◆ **Extrait de page**
====
Je me souviens d'avoir lu une interview de l'intellectuel et activiste Noam Chomsky
où celui-ci expliquait que l'anarchisme n'était pas le refus de
toute autorité, mais bien le fait de remettre en cause la légitimité
de toute autorité et de tout pouvoir. Chomsky prenait comme exemple
l'autorité d'un mère sur son petit enfant. Si on laisse l'enfant
faire tout ce qu'il veut, il risque de prendre des allumettes, de
jouer avec et de mettre le feu aux rideaux et à toute la maison. Que
la mère ait une autorité sur son enfant est justifié de manière
rationnelle et donc tout à fait acceptable, mais par contre il
convient de voir si l'autorité que les gouvernants, les chefs
religieux ou les maîtres de la finance est une autorité justifiée
de manière rationnelle pour qu'on puisse les accepter. Je trouve que
c'est une définition assez raisonnable de l'anarchisme.
====
◆ **Énoncé du problème**
D'après le texte sur l'anarchisme, quel exemple Chomsky prenait-il pour illustrer une autorité justifiée ? Répondez en une phrase, s'il vous plaît.
====
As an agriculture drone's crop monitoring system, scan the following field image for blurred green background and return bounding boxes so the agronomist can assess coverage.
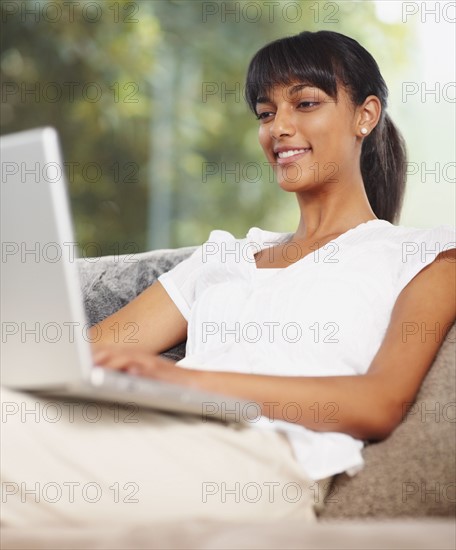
[0,0,454,255]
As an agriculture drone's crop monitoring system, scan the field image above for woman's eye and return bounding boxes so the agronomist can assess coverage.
[298,101,319,109]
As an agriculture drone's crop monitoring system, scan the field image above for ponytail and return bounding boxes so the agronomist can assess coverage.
[361,113,407,223]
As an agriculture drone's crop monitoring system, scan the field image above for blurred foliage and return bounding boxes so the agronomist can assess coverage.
[0,0,409,255]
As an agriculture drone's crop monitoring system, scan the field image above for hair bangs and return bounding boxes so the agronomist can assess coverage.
[245,32,337,112]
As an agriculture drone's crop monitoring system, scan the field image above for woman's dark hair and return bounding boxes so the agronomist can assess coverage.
[245,31,407,223]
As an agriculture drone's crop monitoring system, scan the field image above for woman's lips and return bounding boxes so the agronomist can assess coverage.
[275,147,312,166]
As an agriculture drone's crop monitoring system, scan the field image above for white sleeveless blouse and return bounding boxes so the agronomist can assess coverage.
[158,219,456,480]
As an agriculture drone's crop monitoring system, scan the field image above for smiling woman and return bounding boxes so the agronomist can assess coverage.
[2,31,456,524]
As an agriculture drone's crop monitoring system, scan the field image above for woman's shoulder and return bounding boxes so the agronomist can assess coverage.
[206,226,292,244]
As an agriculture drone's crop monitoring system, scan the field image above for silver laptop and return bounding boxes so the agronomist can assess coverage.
[0,127,259,424]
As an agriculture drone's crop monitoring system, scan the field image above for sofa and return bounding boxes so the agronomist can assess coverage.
[1,247,456,549]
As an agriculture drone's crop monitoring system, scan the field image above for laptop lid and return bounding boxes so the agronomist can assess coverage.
[0,127,92,389]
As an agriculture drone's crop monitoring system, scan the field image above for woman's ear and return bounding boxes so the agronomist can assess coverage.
[356,95,382,137]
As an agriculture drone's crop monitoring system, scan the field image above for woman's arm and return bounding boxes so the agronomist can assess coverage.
[97,249,456,439]
[89,281,187,353]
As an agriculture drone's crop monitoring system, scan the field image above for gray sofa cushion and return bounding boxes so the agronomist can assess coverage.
[78,247,456,521]
[77,246,197,361]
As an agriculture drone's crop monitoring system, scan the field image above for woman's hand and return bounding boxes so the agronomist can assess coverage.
[93,345,200,387]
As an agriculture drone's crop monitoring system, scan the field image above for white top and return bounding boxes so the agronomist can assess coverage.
[158,219,456,480]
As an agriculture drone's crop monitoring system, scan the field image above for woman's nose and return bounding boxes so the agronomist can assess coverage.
[270,109,295,139]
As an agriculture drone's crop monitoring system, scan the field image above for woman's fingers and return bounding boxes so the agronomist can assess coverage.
[93,346,175,378]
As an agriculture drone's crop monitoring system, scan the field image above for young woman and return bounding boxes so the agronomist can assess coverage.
[2,31,456,524]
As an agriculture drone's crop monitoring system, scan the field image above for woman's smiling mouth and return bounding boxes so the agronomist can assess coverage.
[274,147,312,164]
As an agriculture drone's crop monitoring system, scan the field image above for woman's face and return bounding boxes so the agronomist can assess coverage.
[256,84,360,192]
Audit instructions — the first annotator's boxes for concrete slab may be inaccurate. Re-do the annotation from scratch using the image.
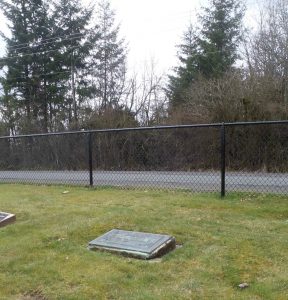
====
◆ **Résultat**
Il prenait l'exemple de l'autorité d'une mère sur son petit enfant.